→ **Supplied data**
## Start

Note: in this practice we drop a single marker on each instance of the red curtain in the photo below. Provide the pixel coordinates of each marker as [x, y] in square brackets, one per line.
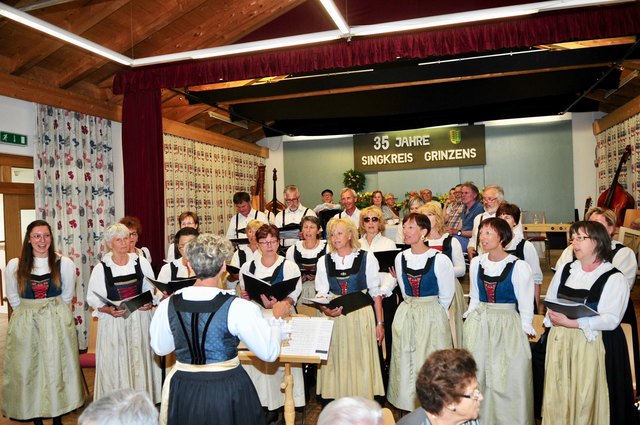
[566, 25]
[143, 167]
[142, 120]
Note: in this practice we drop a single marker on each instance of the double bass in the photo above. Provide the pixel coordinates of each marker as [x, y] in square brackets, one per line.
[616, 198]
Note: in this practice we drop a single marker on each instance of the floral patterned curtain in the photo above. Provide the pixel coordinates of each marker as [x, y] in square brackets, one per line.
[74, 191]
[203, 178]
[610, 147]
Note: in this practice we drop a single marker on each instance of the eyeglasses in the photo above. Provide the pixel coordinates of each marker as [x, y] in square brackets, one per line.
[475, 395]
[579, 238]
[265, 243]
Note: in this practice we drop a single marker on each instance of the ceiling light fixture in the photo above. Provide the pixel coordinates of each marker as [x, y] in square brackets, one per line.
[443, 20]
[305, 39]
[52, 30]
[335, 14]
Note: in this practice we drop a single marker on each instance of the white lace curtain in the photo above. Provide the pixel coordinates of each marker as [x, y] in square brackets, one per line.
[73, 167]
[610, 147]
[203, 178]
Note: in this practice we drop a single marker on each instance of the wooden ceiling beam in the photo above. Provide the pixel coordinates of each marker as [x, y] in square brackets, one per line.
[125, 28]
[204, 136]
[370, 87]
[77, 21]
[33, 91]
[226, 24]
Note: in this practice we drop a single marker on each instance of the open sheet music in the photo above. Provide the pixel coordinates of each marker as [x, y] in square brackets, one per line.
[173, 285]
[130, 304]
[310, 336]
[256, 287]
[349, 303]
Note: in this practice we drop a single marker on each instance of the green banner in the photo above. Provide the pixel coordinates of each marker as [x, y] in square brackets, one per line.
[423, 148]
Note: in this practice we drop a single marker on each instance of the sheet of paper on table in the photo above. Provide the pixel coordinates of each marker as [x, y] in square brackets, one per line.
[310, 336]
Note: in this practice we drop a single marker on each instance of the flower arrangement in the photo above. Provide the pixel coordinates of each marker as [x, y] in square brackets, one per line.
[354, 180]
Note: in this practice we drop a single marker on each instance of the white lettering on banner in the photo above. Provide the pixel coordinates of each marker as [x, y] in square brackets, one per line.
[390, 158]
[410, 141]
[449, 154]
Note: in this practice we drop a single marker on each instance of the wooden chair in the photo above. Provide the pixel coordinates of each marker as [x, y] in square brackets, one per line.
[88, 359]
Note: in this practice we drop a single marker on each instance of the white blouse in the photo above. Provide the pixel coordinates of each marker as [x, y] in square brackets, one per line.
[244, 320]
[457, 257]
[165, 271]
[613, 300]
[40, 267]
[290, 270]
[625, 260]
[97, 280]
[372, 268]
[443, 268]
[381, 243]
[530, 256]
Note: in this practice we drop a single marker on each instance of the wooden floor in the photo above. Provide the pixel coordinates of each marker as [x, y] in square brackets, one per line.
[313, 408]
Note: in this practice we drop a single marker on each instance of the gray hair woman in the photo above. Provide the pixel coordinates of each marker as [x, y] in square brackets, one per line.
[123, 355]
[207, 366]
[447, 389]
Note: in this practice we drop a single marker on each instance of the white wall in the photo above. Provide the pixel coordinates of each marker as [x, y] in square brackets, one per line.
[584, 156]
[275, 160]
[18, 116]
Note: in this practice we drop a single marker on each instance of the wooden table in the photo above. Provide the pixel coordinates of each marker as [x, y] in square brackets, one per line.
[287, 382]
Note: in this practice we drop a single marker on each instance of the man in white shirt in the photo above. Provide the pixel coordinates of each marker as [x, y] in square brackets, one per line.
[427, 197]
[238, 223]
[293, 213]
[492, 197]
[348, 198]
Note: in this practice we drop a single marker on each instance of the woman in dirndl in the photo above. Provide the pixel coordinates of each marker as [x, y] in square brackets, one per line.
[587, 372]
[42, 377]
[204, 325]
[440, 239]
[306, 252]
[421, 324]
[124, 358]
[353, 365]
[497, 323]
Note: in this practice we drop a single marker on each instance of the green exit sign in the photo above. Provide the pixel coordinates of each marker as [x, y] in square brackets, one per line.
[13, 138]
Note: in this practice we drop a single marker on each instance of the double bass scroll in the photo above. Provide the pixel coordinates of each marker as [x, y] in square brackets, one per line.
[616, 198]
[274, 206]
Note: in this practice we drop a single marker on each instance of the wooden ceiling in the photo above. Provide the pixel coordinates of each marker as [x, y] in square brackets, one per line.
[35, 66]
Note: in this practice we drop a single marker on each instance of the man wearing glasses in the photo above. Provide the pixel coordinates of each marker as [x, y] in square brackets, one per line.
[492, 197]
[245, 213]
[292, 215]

## End

Rewrite only the data from the line containing "wooden ceiling in" through the end of the data, repeating every line in full, including the lines that ask for markers. Multiply each marker coordinate in the answers by 2.2 and round to a whole number with halves going up, leaving all other numbers unchanged.

Note: in this practice we drop a single marker on each instance of the wooden ceiling in the photo above. Provide the pixel coordinates of each marker as [x, y] in square brackets, one per line.
[77, 145]
Note: in this practice we drop a single marker on each instance of the man wearing glasses in the photo above. Provide the pixel coordinates of each marker as [x, y] in square brackets, one per line.
[1082, 433]
[539, 469]
[642, 473]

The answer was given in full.